- Extrait cité
MICROBIOTE : Comment la galvanotaxie attire les bactéries
Cette bioélectricité intestinale, décrite pour la première fois par une équipe de gastroentérologues et de biologistes de l’University of California (UC) - Davis Health, permet aux mauvaises bactéries de provoquer des maladies : l’étude découvre et décrypte comment un courant électrique dans l'intestin attire des agents pathogènes comme la salmonelle et les aide à provoquer une infection. Ces travaux, publiés dans la revue Nature Microbiology, apportent une nouvelle lumière sur des maladies chroniques complexes, telles que les maladies inflammatoires chroniques de l'intestin (MICI).

- Données brutes

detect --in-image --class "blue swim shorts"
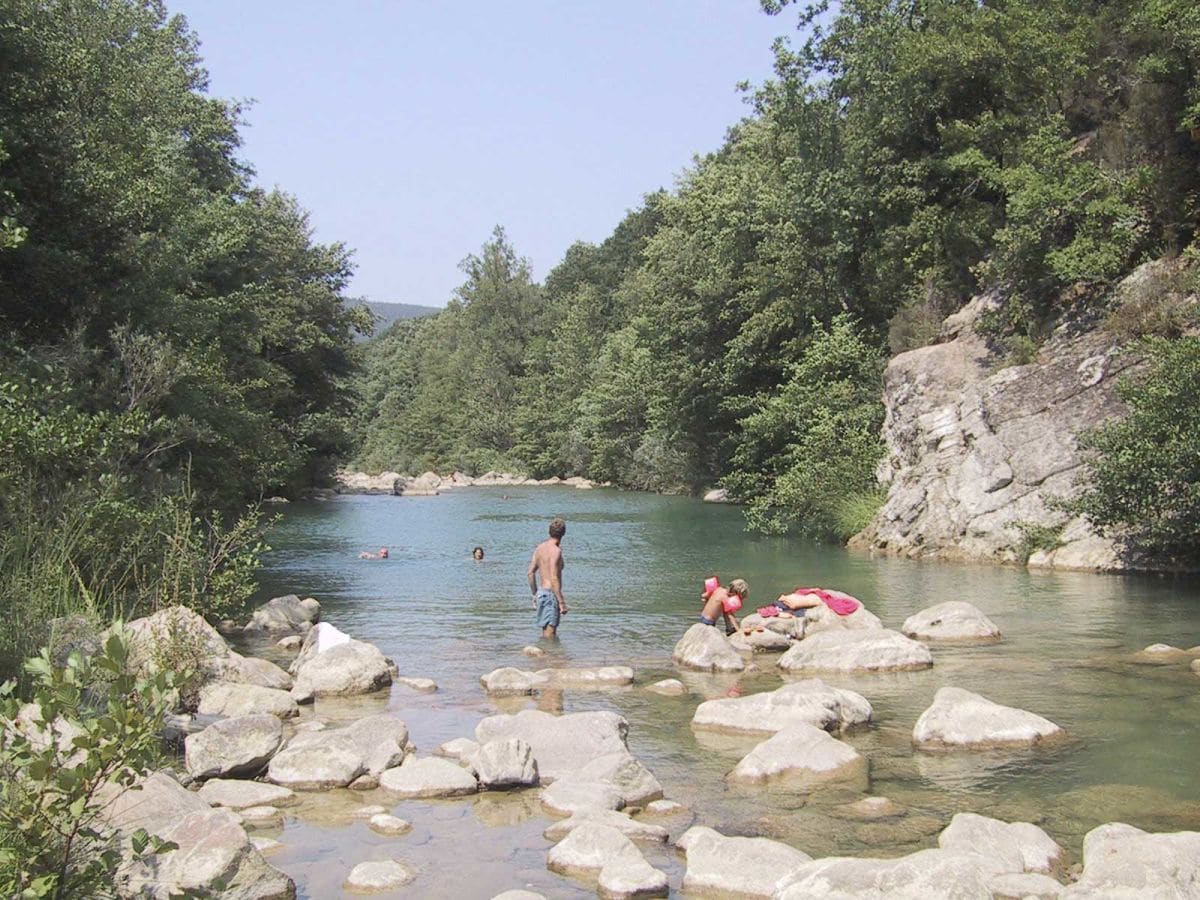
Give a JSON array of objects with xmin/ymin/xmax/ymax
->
[{"xmin": 538, "ymin": 588, "xmax": 563, "ymax": 628}]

- Exercices
1 > Dans quelle revue les travaux présentés dans l'extrait sur la galvanotaxie ont-ils été publiés ?
2 > Mettez à jour l'extrait sur la galvanotaxie depuis « MICROBIOTE : Comment » jusqu'à « de l'intestin (MICI). » inclus, en remplaçant « salmonelle » par « shigelle ».
La liste n'est pas nécessaire pour répondre.

- Corrigés
1 > Dans la revue Nature Microbiology.

2 >
MICROBIOTE : Comment la galvanotaxie attire les bactéries
Cette bioélectricité intestinale, décrite pour la première fois par une équipe de gastroentérologues et de biologistes de l’University of California (UC) - Davis Health, permet aux mauvaises bactéries de provoquer des maladies : l’étude découvre et décrypte comment un courant électrique dans l'intestin attire des agents pathogènes comme la shigelle et les aide à provoquer une infection. Ces travaux, publiés dans la revue Nature Microbiology, apportent une nouvelle lumière sur des maladies chroniques complexes, telles que les maladies inflammatoires chroniques de l'intestin (MICI).